- **TO DO**
Please repeat the data shown below, word for word.

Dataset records
• • • • •

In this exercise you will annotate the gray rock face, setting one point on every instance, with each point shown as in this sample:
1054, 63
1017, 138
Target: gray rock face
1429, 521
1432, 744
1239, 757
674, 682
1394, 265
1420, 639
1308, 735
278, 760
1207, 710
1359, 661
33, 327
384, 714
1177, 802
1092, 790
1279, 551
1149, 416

• • • • •

- **COMPLETED EXERCISE**
In this exercise you will annotate the gray rock face, setting one point on every instance, with each point shown as in this sample:
1054, 63
1017, 138
Target: gray rock face
1429, 521
1432, 744
1239, 757
674, 682
1394, 265
1420, 639
1308, 735
278, 760
1207, 710
1359, 661
33, 327
384, 714
1177, 802
1092, 790
1279, 551
1149, 416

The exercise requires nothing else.